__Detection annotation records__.

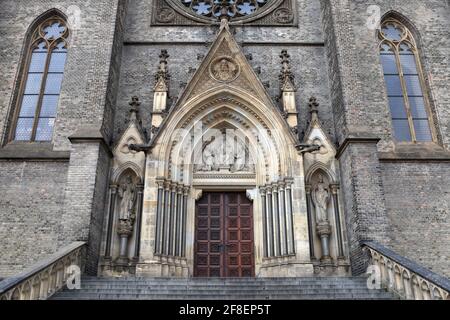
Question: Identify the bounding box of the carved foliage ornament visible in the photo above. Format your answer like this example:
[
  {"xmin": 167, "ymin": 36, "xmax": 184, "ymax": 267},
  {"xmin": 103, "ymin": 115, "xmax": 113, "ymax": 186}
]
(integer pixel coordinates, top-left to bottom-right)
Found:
[
  {"xmin": 209, "ymin": 56, "xmax": 241, "ymax": 82},
  {"xmin": 152, "ymin": 0, "xmax": 296, "ymax": 25}
]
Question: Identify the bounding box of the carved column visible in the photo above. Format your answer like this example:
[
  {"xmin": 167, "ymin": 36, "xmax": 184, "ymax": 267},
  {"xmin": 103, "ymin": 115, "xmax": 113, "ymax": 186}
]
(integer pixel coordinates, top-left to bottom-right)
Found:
[
  {"xmin": 305, "ymin": 185, "xmax": 316, "ymax": 260},
  {"xmin": 272, "ymin": 183, "xmax": 281, "ymax": 257},
  {"xmin": 105, "ymin": 185, "xmax": 117, "ymax": 258},
  {"xmin": 266, "ymin": 187, "xmax": 275, "ymax": 257},
  {"xmin": 167, "ymin": 183, "xmax": 178, "ymax": 256},
  {"xmin": 117, "ymin": 220, "xmax": 134, "ymax": 265},
  {"xmin": 278, "ymin": 182, "xmax": 289, "ymax": 255},
  {"xmin": 155, "ymin": 178, "xmax": 164, "ymax": 254},
  {"xmin": 181, "ymin": 186, "xmax": 190, "ymax": 257},
  {"xmin": 161, "ymin": 181, "xmax": 170, "ymax": 255},
  {"xmin": 330, "ymin": 184, "xmax": 345, "ymax": 259},
  {"xmin": 285, "ymin": 179, "xmax": 295, "ymax": 254},
  {"xmin": 260, "ymin": 187, "xmax": 269, "ymax": 258},
  {"xmin": 175, "ymin": 185, "xmax": 184, "ymax": 257},
  {"xmin": 134, "ymin": 184, "xmax": 144, "ymax": 260}
]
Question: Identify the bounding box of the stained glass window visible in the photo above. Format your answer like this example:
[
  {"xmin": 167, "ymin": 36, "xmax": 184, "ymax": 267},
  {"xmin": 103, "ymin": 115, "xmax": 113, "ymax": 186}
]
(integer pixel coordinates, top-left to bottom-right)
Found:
[
  {"xmin": 13, "ymin": 17, "xmax": 68, "ymax": 141},
  {"xmin": 380, "ymin": 19, "xmax": 434, "ymax": 142}
]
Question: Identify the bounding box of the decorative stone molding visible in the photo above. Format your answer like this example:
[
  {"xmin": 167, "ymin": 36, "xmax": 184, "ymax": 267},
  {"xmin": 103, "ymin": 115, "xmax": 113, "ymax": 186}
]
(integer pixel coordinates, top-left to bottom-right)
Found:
[
  {"xmin": 0, "ymin": 242, "xmax": 86, "ymax": 300},
  {"xmin": 152, "ymin": 0, "xmax": 297, "ymax": 26},
  {"xmin": 362, "ymin": 241, "xmax": 450, "ymax": 300}
]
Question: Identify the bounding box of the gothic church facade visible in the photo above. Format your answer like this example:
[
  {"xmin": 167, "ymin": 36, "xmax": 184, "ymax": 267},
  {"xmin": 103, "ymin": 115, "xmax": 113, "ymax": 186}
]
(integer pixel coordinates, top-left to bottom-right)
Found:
[{"xmin": 0, "ymin": 0, "xmax": 450, "ymax": 278}]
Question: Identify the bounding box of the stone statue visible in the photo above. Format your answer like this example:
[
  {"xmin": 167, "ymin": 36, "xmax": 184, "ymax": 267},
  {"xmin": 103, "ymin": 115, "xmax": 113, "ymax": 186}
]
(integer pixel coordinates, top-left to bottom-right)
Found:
[
  {"xmin": 118, "ymin": 176, "xmax": 137, "ymax": 220},
  {"xmin": 312, "ymin": 175, "xmax": 330, "ymax": 223},
  {"xmin": 211, "ymin": 57, "xmax": 239, "ymax": 81}
]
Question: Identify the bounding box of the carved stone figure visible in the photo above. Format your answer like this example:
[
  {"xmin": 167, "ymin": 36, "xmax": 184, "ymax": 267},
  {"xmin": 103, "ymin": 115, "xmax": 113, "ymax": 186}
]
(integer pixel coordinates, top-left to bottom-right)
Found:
[
  {"xmin": 195, "ymin": 137, "xmax": 254, "ymax": 173},
  {"xmin": 211, "ymin": 57, "xmax": 239, "ymax": 81},
  {"xmin": 312, "ymin": 175, "xmax": 330, "ymax": 223},
  {"xmin": 118, "ymin": 176, "xmax": 137, "ymax": 220}
]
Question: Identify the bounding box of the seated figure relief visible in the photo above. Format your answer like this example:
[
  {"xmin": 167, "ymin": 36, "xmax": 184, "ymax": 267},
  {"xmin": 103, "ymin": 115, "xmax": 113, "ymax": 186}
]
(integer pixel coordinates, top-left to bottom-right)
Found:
[{"xmin": 195, "ymin": 137, "xmax": 254, "ymax": 173}]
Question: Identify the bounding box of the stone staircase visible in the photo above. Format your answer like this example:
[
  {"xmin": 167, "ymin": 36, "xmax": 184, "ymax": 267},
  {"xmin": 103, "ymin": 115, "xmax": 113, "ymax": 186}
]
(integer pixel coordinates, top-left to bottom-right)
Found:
[{"xmin": 52, "ymin": 277, "xmax": 395, "ymax": 300}]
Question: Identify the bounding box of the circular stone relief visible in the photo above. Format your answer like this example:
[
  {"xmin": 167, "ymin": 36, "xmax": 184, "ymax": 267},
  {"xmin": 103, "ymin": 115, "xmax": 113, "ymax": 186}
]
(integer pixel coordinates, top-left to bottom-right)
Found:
[
  {"xmin": 156, "ymin": 7, "xmax": 175, "ymax": 23},
  {"xmin": 209, "ymin": 56, "xmax": 241, "ymax": 82},
  {"xmin": 273, "ymin": 8, "xmax": 294, "ymax": 23}
]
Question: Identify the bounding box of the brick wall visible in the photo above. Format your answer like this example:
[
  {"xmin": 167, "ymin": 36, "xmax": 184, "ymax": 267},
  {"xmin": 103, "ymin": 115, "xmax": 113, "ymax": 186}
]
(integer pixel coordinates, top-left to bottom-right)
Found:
[
  {"xmin": 0, "ymin": 161, "xmax": 68, "ymax": 278},
  {"xmin": 382, "ymin": 162, "xmax": 450, "ymax": 276}
]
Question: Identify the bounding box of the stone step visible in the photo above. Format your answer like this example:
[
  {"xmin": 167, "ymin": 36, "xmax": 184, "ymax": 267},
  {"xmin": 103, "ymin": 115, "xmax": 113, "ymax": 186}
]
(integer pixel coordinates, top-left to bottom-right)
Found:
[
  {"xmin": 66, "ymin": 288, "xmax": 386, "ymax": 294},
  {"xmin": 53, "ymin": 277, "xmax": 393, "ymax": 300},
  {"xmin": 82, "ymin": 279, "xmax": 367, "ymax": 285},
  {"xmin": 77, "ymin": 285, "xmax": 367, "ymax": 291},
  {"xmin": 53, "ymin": 292, "xmax": 392, "ymax": 301}
]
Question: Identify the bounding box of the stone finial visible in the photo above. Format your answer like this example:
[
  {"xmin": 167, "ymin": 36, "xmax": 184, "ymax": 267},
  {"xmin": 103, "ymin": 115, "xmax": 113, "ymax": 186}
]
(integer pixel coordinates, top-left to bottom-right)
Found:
[
  {"xmin": 128, "ymin": 96, "xmax": 141, "ymax": 121},
  {"xmin": 279, "ymin": 50, "xmax": 296, "ymax": 92},
  {"xmin": 309, "ymin": 97, "xmax": 319, "ymax": 122},
  {"xmin": 153, "ymin": 49, "xmax": 170, "ymax": 92},
  {"xmin": 217, "ymin": 0, "xmax": 233, "ymax": 22}
]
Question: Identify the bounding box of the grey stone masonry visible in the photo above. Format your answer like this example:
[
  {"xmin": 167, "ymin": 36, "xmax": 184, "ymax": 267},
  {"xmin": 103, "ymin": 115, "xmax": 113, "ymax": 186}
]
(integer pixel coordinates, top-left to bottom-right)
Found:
[{"xmin": 59, "ymin": 132, "xmax": 112, "ymax": 274}]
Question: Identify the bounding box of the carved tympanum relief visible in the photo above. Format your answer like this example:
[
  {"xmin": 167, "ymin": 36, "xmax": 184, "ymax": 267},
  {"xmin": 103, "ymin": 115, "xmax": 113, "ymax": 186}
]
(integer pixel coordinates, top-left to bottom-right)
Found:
[{"xmin": 194, "ymin": 134, "xmax": 255, "ymax": 173}]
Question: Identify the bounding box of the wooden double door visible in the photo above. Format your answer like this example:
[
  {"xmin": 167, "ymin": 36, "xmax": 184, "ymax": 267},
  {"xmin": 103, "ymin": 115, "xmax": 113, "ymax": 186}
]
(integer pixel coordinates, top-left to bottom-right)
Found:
[{"xmin": 194, "ymin": 192, "xmax": 255, "ymax": 277}]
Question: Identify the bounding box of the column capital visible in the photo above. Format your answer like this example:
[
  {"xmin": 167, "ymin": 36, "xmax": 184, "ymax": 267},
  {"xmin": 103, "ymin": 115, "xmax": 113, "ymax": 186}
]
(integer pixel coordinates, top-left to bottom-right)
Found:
[
  {"xmin": 259, "ymin": 186, "xmax": 267, "ymax": 197},
  {"xmin": 330, "ymin": 183, "xmax": 340, "ymax": 194},
  {"xmin": 305, "ymin": 184, "xmax": 312, "ymax": 194}
]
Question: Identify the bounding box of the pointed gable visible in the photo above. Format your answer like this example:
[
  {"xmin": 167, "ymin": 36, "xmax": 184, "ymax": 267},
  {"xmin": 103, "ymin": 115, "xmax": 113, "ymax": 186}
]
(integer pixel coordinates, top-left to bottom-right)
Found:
[{"xmin": 175, "ymin": 24, "xmax": 279, "ymax": 110}]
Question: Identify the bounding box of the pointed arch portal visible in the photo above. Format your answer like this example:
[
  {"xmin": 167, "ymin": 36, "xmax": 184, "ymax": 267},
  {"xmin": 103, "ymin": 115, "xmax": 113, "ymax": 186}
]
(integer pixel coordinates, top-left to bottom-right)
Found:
[{"xmin": 136, "ymin": 25, "xmax": 313, "ymax": 277}]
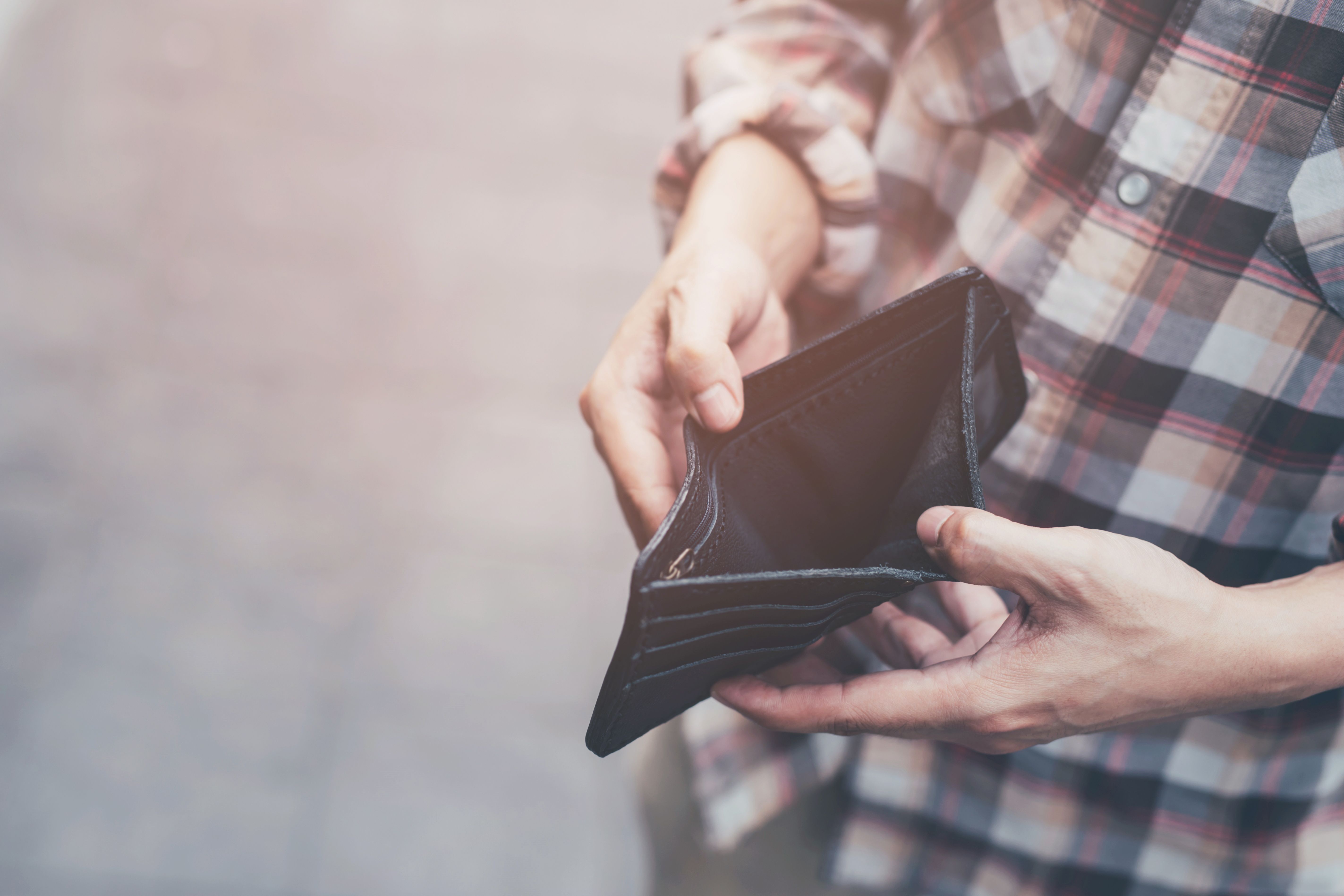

__Instructions for the task__. Rewrite the listing starting at the line containing "Question: Identify the bounding box of the pointed gable" and ending at the end of the listing, replacing "Found" with "Located" and leaving everything else unchanged. Leave the pictures out of your answer.

__Worked solution__.
Question: Identify the bounding box of the pointed gable visible in the photo above. Format your answer like this example:
[
  {"xmin": 167, "ymin": 36, "xmax": 184, "ymax": 267},
  {"xmin": 103, "ymin": 115, "xmax": 113, "ymax": 186}
]
(integer pixel coordinates, top-left to bottom-right)
Located:
[{"xmin": 175, "ymin": 24, "xmax": 279, "ymax": 110}]
Question: Identify the bounding box of the pointed arch portal visible in the photo above. Format your answer like this example:
[
  {"xmin": 167, "ymin": 36, "xmax": 184, "ymax": 267},
  {"xmin": 103, "ymin": 115, "xmax": 113, "ymax": 186}
]
(integer pixel coordinates, top-left to bottom-right)
Located:
[{"xmin": 136, "ymin": 25, "xmax": 313, "ymax": 277}]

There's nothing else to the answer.